LISTE DES TÂCHES:
(1) D'après l'extrait, quel article de la Charte des droits fondamentaux de l'Union européenne protège le droit de grève ?
(2) Extrayez de la liste chaque ligne qui contient la chaîne « stream ».

EXTRAIT:
•••••
La grève est un droit fondamental des travailleurs, reconnu par le Préambule de la Constitution du 27 octobre 1946, alinéa 7 : « Le droit de grève s'exerce dans le cadre des lois qui le réglementent ». Néanmoins, cet alinéa renvoie au législateur le soin de définir le « cadre » de l'exercice légal du droit de grève. Le droit de grève est également protégé par la Charte des droits fondamentaux de l'Union européenne (art. 28).

Le droit de grève est un moyen d'expression et de défense essentiel pour les travailleurs. Il vise à créer un rapport de force avec l'employeur ou les pouvoirs publics. En France, la grève n'est pas nécessairement cantonnée à l'entreprise et peut être nationale.
•••••
CONTENU DES DONNÉES:

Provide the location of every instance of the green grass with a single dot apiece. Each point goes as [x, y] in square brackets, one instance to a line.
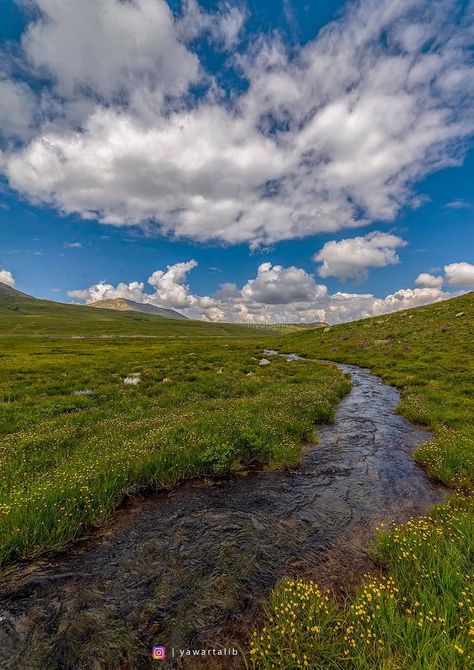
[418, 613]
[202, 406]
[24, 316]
•••••
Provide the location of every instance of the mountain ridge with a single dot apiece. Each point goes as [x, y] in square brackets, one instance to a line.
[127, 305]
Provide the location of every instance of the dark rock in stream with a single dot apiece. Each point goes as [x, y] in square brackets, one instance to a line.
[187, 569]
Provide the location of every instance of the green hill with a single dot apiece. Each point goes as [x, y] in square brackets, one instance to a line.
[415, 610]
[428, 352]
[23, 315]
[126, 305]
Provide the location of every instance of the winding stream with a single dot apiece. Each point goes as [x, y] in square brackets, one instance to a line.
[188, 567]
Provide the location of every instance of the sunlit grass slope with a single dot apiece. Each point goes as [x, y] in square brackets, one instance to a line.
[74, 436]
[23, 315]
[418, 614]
•••••
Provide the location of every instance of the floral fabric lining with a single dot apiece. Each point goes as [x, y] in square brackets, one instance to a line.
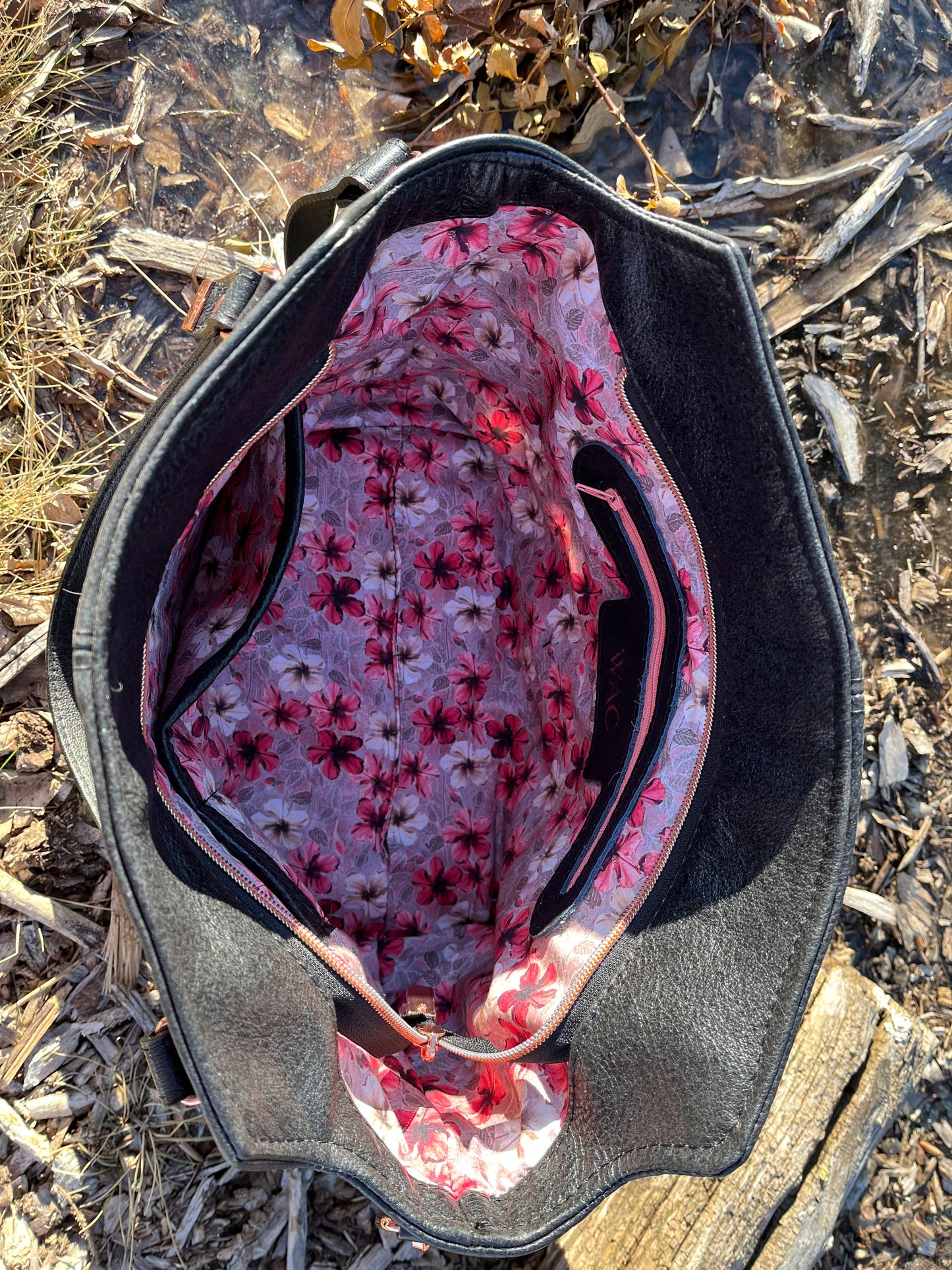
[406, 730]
•••••
RÉPONSES ATTENDUES:
(1) L'article 28.

(2)
Provide the location of every instance of the dark rock in stream with a single dot apiece. Each point goes as [x, y] in square brackets, one instance to a line.
Provide the location of every instance of the winding stream with a single dot apiece. Each point goes as [x, y] in square brackets, one instance to a line.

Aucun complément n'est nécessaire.